> **TASK PROMPT**:
Leaving out the images, please output every entry exactly as it appears.

> **STORED DATA**:

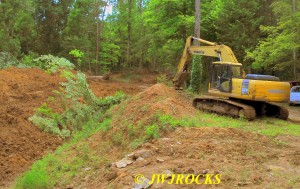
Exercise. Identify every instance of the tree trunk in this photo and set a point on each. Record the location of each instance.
(129, 34)
(197, 18)
(295, 50)
(140, 36)
(97, 49)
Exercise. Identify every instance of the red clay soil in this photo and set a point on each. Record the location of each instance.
(21, 92)
(244, 159)
(157, 98)
(21, 143)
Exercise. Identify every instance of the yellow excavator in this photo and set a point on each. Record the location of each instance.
(231, 91)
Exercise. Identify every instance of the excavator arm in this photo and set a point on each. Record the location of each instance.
(223, 52)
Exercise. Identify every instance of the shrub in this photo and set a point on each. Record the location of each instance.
(7, 60)
(52, 63)
(79, 104)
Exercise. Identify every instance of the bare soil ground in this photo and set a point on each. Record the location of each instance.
(21, 143)
(21, 92)
(244, 159)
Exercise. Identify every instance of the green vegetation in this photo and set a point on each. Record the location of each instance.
(61, 166)
(79, 105)
(151, 34)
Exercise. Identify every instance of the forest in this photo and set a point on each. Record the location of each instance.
(103, 35)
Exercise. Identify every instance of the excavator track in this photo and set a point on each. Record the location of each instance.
(236, 108)
(225, 107)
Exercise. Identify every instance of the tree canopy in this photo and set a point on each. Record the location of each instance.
(136, 34)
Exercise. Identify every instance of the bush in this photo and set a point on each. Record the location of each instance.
(79, 104)
(52, 63)
(7, 60)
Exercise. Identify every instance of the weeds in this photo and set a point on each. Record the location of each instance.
(79, 104)
(61, 166)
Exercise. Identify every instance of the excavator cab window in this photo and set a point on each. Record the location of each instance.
(222, 77)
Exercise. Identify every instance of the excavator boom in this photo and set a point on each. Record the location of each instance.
(241, 96)
(211, 49)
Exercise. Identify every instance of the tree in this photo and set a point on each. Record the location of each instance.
(16, 26)
(196, 73)
(278, 51)
(238, 25)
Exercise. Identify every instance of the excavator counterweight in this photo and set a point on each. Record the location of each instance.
(231, 91)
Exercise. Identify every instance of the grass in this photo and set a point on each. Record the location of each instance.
(66, 162)
(71, 159)
(265, 126)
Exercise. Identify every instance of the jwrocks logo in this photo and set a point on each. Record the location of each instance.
(181, 179)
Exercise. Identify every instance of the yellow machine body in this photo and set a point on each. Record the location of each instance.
(243, 95)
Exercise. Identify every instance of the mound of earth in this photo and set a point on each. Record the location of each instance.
(155, 99)
(21, 143)
(243, 159)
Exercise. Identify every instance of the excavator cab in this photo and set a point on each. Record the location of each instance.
(222, 74)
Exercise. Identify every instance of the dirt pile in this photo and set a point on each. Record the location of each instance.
(21, 92)
(155, 99)
(243, 159)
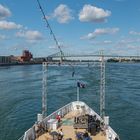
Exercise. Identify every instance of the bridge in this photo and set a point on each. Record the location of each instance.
(96, 55)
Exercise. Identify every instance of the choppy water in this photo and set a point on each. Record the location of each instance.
(20, 96)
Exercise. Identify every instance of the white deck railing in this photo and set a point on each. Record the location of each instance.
(30, 133)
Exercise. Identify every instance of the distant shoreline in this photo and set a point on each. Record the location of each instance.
(19, 64)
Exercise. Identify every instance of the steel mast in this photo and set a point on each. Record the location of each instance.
(51, 31)
(102, 87)
(44, 89)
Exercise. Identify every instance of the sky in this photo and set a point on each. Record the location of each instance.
(80, 26)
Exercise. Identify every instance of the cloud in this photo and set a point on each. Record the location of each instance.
(31, 35)
(134, 33)
(2, 37)
(4, 12)
(91, 13)
(5, 25)
(100, 31)
(105, 42)
(63, 14)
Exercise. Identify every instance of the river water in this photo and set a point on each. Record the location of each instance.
(21, 87)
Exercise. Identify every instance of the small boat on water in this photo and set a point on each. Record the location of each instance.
(74, 121)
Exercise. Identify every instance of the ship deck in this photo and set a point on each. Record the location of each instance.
(69, 131)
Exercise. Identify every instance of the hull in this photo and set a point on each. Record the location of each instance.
(69, 124)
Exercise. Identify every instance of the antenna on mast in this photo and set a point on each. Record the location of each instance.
(102, 87)
(51, 31)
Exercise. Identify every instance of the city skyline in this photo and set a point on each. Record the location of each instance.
(83, 26)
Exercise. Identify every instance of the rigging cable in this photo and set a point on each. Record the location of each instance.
(54, 37)
(51, 31)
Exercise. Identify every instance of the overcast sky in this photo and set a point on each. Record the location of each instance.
(81, 26)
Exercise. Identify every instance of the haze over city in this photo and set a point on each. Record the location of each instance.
(80, 26)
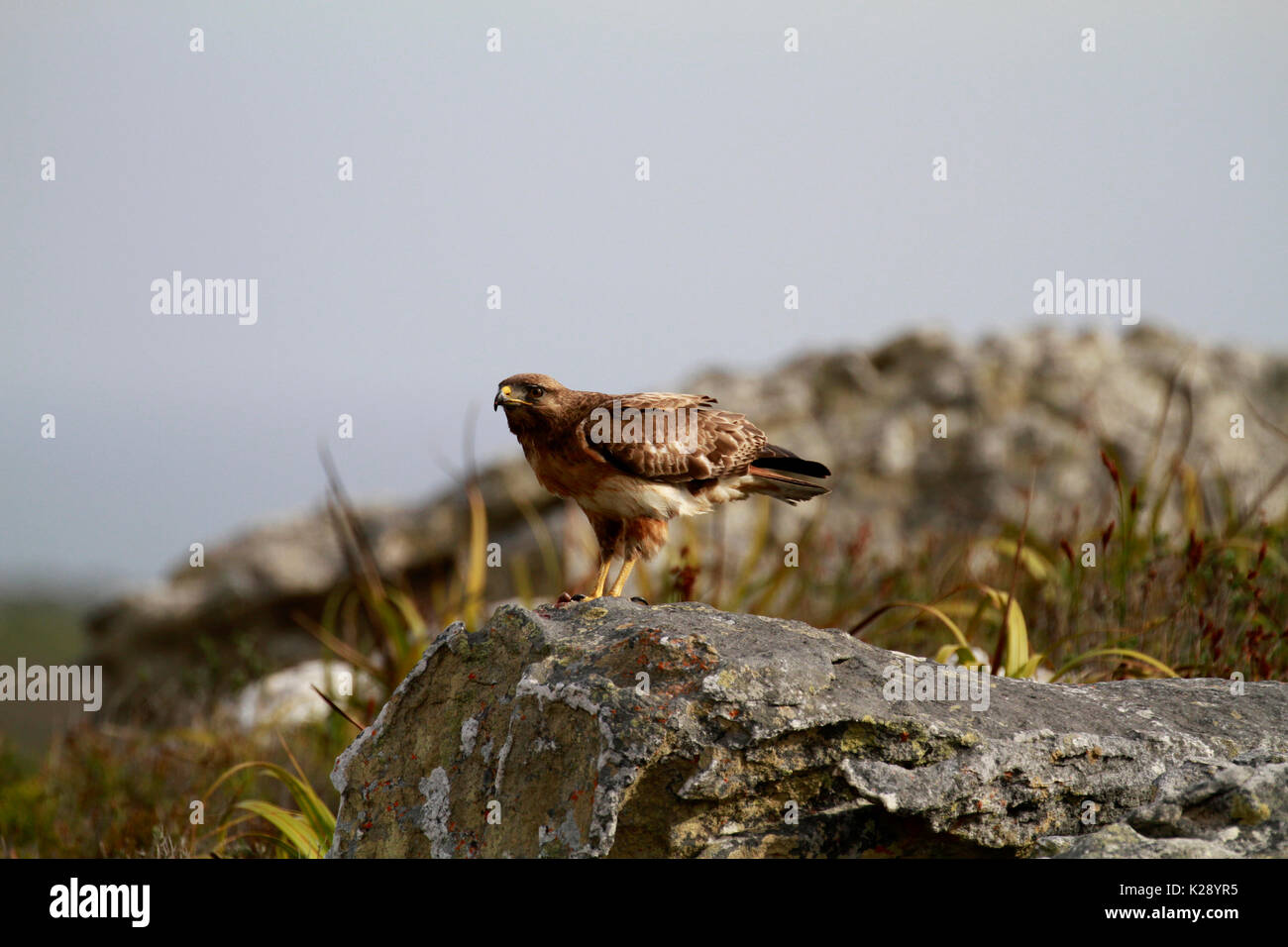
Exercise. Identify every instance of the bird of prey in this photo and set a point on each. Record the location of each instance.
(634, 462)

> **THE COMPLETED TASK**:
Exercise. Identify every instance of the tree trunk in this photo and set a point on each. Record the location of each instance.
(129, 34)
(197, 18)
(295, 50)
(140, 36)
(97, 49)
Exercise. Identify every instance of the red clay soil in this photo and set a point on each. Record the location of each instance.
(21, 92)
(244, 159)
(157, 98)
(21, 143)
Exercise. Identify every instance of the yellow excavator in this photo and set a point on each. Record the location of each instance.
(231, 91)
Exercise. Identify every instance of the excavator arm in this photo and set a point on each. Record the location of each instance.
(223, 52)
Exercise. Identify every instance of the shrub in this photo and set a point on each. Record the location of each instance.
(7, 60)
(52, 63)
(79, 104)
Exercise. Identify every instance of the bare soil ground in this photo and set a point on each. Record the location of each instance.
(21, 143)
(21, 92)
(244, 159)
Exercise. Identify every instance of the green vegetation in this photo and set a point on each. Record the location of each instance.
(61, 166)
(79, 105)
(151, 34)
Exercise. Identify every instance of the forest in this photo and set a point on each. Record the location of each instance.
(103, 35)
Exercise. Identify every instance of the excavator track in this photo and set a point on each. Record the location of each instance.
(236, 108)
(225, 107)
Exercise. Identify every instance of the tree canopy in this photo and set a point on each. Record the location of each instance.
(136, 34)
Exercise. Identify every instance of the bush in this photo and set a point on each. Record the location of each instance.
(79, 104)
(52, 63)
(7, 60)
Exercise. Identify every instance of the weeds in this photo and set a point on each. Record the location of each instance.
(79, 104)
(61, 166)
Exercise. Identify every instance of the excavator cab window in this photo and set a point on each. Record the location of each instance.
(222, 77)
Exercise. Identify every instance of the excavator boom in this photo and set a point on each. Record the location of each instance.
(241, 96)
(211, 49)
Exercise. Identify every instance of the tree in this photo and set a point on each. Record the location of each instance.
(16, 26)
(196, 73)
(278, 51)
(238, 25)
Exercise. Identify every instance of the excavator counterweight in this photo and set a point on each. Record the location of each instance.
(231, 91)
Exercise. Identify every instance of the grass in this photo and set a point on each. Record the location of each instance.
(66, 162)
(71, 159)
(265, 126)
Exercise. Identify every instance of the jwrocks logo in this photo and set a point on each. Record the location of each instance.
(181, 179)
Exercise. Identify every instance of the yellow machine body in this photo and set a point on each. Record the location of each instance.
(243, 95)
Exercise. Identify every instance of the mound of earth in this photo and set a point on each. Record the location of each instance.
(155, 99)
(21, 143)
(243, 159)
Exercise. Identify every instance of the excavator cab in this photo and set a point on each. Record the location of each instance.
(222, 74)
Exercise. Identify every instance of the dirt pile in this photo and set a point on each. Record the location of each instance.
(21, 92)
(155, 99)
(243, 159)
Exercise. Identify every instance of the bridge in this photo and set a point on each. Record the location of each instance.
(96, 55)
Exercise. Identify every instance of the choppy water in this photo and set a point on each. Record the location of each instance.
(20, 96)
Exercise. Identify every instance of the white deck railing in this photo and set a point on each. Record the location of each instance.
(30, 133)
Exercise. Identify every instance of the distant shoreline in this photo and set a point on each. Record the location of each instance.
(19, 64)
Exercise. Identify every instance of the steel mast in this photo and set a point on each. Record the location of each instance.
(51, 31)
(102, 87)
(44, 89)
Exercise. Identify every instance of the sky in this photo and set a point on each. Record the location of each instance.
(80, 26)
Exercise. Identify every instance of the cloud in this photo and set a point on each. Record the location of each instance.
(31, 35)
(134, 33)
(2, 37)
(4, 12)
(91, 13)
(5, 25)
(100, 31)
(105, 42)
(63, 14)
Exercise. Identify every instance of the river water in this photo and set a point on each. Record the location of each instance.
(21, 87)
Exercise. Identify every instance of the small boat on water in this photo and set a point on each. Record the location of each instance.
(74, 121)
Exercise. Identify every instance of the ship deck in this photo and set a point on each. Record the location of each instance.
(69, 131)
Exercise. Identify every instance of the hull in this photo and set a point on each. Record the location of each instance.
(69, 124)
Exercise. Identify every instance of the antenna on mast in this photo and set a point on each. Record the location of each instance.
(102, 87)
(51, 31)
Exercise. Identify every instance of the city skyline in this photo and set a point on each. Record the location of each instance.
(83, 26)
Exercise. Identify every instance of the rigging cable in this photo and set a point on each. Record the location of each instance.
(54, 37)
(51, 31)
Exercise. Identify every instance of the overcast sky in this photo and set a point on each. Record the location of each instance.
(81, 26)
Exercise. Identify every instance of the haze over city in this photo and set a point on each. Record the location of each instance.
(80, 26)
Exercise. Identify every instance of the bird of prey in this photo and set a point on each. Record the location of each instance.
(634, 462)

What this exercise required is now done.